- _Text for analysis_
☆ ☆ ☆

“That’s a true story that never happened,” Tim O’Brien wrote. Biopics are one of the most difficult films to pull off and one about a recently deceased genius even more so. “The Social Network,” about Apple’s rival, Facebook, managed it though. David Fincher and Aaron Sorkin made kids and their code sexy and relatable. “Game Change” did it too. Julianne Moore “maverick’d” her way to a deeper truth about an oft-mocked public figure. Both took liberties with facts, twisting and turning actual events into something that, while not a perfect facsimile, was emotionally true. “Jobs” fails in that respect, hewing so closely to real life that it misses the motherboard for the transistors. “Jobs” is filled with defects Steve Jobs himself would never tolerate. It never dares to think differently.

First-time screenwriter Matt Whiteley reportedly began work on “Jobs” once the real Steve Jobs took a medical leave of absence. His haste shows. I get the sense that Whiteley was secretly hoping he could trade a positive portrayal for early access to the new iPhone. Jobs’s volcanic temper is shown, but played as a tough-but-necessary tactic. A multitude of glittering montages portray Apple as da Vinci’s workshop, with pornographic close-ups of hardware that add nothing to the story itself. As fellow BroJackson writer Eddie Strait pointed out, watching the movie felt like checking boxes off Jobs’s resume.

Left out of the film were Jobs’s failures at NeXT, his role in antagonizing CEO John Sculley, and the film over-emphasized his role in creating the original Macintosh. Even the stickiest, most abhorrent sides of Jobs’s personality were brushed with euphemism. Jobs, when finding out his girlfriend is pregnant, kicks her out of his house and refuses to acknowledge his paternity, instead accusing her of sleeping around. This scene, by far the longest scene featuring a woman in the entire film (though it lasts all of two minutes), does not end with the horrified panic of his girlfriend, but of Steve crying in his room. The movie absolves him of his deepest sins. His unsavory characteristics, like verbally abusing employees, are portrayed as righteous necessities instead of personal failings. Unlike “The Social Network,” which featured both real and fictional acts of Zuckerberg’s egoism, leading to an honest portrayal of a brilliant, if sometimes misguided, kid, “Jobs” seeks to redeem its eponymous hero from any and all detractors.

☆ ☆ ☆

- _Records_
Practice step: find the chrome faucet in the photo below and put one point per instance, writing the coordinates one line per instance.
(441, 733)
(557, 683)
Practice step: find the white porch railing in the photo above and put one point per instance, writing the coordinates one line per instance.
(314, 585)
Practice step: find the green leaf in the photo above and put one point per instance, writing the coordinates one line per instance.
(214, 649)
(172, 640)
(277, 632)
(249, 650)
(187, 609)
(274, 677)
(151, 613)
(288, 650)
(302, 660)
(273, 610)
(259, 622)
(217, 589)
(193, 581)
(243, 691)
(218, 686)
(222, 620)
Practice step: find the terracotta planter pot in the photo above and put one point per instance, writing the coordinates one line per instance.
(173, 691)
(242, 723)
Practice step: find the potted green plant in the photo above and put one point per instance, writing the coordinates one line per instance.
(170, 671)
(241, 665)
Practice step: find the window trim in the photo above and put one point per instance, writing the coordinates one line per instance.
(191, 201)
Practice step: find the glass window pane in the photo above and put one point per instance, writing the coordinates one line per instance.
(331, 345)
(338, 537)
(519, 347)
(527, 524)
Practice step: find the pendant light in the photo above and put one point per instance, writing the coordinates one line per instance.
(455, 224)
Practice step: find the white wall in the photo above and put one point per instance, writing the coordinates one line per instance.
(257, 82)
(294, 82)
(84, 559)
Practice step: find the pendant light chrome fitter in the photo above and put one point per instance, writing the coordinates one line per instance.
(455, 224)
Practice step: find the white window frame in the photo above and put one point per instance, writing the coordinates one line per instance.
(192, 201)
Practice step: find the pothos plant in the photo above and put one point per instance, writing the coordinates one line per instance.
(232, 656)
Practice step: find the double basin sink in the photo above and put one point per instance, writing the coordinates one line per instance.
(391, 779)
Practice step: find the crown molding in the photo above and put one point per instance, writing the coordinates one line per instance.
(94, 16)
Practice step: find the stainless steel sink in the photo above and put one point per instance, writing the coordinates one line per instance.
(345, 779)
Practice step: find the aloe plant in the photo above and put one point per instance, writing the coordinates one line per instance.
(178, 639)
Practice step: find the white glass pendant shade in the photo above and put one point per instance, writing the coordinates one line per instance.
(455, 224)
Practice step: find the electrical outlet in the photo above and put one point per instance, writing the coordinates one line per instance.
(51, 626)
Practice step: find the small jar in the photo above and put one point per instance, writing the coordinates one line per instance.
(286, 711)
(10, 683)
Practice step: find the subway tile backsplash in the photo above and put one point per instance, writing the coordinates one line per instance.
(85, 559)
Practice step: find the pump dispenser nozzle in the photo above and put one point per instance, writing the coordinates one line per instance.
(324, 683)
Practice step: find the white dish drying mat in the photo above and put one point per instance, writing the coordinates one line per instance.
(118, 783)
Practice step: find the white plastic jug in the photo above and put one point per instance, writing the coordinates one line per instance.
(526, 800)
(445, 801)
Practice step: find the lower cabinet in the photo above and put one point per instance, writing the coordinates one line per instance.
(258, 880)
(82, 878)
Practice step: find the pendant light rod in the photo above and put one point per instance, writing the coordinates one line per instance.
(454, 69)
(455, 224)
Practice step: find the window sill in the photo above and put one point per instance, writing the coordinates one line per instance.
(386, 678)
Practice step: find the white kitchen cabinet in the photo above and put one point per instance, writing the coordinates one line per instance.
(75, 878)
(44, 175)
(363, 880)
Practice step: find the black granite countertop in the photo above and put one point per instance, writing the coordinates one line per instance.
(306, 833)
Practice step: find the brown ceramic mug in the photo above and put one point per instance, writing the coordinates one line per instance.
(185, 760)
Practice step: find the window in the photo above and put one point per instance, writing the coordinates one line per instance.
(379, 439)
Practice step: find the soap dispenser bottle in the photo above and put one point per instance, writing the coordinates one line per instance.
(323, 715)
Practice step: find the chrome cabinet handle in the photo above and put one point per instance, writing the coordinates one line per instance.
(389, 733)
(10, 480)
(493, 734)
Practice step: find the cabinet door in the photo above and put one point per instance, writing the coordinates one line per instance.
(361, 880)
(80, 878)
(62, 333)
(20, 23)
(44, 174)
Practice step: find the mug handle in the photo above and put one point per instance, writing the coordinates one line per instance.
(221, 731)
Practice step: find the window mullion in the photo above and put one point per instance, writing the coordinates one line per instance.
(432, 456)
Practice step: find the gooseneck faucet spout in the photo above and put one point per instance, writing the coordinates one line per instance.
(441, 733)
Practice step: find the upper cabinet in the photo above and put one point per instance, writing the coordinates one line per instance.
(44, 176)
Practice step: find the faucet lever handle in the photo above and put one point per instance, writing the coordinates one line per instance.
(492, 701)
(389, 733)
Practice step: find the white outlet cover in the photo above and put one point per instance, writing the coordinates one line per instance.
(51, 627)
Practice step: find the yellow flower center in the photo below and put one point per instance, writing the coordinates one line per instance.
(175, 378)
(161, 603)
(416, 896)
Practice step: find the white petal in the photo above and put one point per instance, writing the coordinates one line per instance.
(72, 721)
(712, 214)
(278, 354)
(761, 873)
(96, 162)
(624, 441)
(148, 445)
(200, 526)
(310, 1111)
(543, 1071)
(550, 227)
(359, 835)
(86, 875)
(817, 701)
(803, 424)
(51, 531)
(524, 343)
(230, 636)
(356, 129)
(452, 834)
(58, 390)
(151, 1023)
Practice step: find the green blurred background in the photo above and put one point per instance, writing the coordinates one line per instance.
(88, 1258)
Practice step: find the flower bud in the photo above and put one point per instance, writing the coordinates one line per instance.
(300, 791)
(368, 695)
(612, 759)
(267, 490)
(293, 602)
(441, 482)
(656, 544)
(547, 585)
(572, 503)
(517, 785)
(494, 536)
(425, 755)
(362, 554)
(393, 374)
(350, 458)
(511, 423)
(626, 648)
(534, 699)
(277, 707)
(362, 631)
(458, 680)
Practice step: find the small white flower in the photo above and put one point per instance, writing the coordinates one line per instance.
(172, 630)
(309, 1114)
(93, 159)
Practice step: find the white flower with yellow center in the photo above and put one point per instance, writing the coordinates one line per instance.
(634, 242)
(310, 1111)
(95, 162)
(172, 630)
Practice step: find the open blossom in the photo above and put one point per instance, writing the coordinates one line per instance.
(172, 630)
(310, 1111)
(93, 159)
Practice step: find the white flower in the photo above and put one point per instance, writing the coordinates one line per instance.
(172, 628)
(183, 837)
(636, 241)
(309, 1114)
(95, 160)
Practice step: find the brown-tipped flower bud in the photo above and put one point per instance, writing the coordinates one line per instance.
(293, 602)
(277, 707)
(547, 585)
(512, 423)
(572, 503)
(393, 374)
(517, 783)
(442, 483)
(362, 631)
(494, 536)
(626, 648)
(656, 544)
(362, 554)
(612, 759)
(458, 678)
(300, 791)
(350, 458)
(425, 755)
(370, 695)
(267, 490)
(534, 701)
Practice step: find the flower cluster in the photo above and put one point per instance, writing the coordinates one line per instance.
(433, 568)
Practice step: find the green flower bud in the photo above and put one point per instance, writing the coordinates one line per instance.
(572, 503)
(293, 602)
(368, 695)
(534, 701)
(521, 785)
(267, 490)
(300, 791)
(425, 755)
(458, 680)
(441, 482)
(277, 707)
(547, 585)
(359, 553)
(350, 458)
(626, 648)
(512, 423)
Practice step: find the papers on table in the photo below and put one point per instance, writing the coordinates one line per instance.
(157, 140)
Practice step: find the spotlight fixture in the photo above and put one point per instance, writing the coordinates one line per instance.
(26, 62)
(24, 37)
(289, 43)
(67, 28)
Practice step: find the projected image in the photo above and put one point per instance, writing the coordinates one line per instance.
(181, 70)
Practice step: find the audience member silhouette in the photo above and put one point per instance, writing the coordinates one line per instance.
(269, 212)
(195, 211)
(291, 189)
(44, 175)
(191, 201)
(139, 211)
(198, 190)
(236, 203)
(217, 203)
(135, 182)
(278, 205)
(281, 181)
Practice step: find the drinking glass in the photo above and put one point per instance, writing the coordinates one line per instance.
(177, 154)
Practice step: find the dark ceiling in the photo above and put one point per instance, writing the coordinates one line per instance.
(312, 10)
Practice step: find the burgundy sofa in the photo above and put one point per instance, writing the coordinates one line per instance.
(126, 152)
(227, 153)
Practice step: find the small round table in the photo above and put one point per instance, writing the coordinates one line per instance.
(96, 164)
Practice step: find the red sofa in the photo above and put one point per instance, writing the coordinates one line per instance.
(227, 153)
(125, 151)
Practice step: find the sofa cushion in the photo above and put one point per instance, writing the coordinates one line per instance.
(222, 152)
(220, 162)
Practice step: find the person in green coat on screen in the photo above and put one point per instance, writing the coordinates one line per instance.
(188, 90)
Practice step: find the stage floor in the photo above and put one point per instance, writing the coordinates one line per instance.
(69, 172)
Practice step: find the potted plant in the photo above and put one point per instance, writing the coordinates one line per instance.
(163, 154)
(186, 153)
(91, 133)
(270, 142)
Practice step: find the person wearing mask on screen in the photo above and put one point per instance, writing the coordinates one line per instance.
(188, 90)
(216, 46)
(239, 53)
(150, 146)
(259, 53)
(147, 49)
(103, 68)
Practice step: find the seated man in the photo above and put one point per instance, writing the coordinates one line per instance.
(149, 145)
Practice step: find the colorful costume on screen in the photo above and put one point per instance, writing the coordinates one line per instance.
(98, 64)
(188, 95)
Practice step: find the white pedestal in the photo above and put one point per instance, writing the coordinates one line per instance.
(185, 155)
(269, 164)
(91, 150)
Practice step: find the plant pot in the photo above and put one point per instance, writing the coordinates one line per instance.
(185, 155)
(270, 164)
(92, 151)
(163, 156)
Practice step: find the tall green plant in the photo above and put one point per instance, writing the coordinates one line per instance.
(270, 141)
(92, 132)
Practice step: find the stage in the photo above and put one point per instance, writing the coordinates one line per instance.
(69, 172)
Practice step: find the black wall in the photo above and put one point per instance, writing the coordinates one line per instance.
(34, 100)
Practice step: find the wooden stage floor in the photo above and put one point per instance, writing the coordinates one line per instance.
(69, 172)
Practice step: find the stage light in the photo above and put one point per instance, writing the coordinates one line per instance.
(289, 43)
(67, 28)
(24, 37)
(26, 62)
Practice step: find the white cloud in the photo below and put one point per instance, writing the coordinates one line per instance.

☆ ☆ ☆

- _Assignment 1_
In the review of the film "Jobs," when did screenwriter Matt Whiteley reportedly start writing it?
- _Assignment 2_
Extend the review of the film "Jobs" with a further passage that picks up after its final sentence.

- _Response box 1_
He began once the real Steve Jobs took a medical leave of absence.

- _Response box 2_
When I first heard that Ashton Kutcher would play Jobs, I thought it was an inspired choice of casting. Kutcher had a chance to show the world his serious chops while using his natural charm to highlight Jobs’s sly puckishness. Sadly, he blew it. So concerned with nailing Jobs’s accent, affectation, and walk, Kutcher fails to connect with the complicated character. On “The Colbert Report,” Kutcher spoke of tapping into Jobs’s abandonment issues that stemmed from being adopted. That pain is nowhere on display, as Kutcher lumbers from scene to scene, never losing himself in the character. And Jobs’s inner hurt stemming from his adoption is only mentioned in passing, during a poorly constructed acid trip scene. The direction does nothing to aid Kutcher. One straight-on shot of Jobs behind the wheel in a rainstorm, looking positively perturbed before letting out a Simba-style roar, had me laughing out loud.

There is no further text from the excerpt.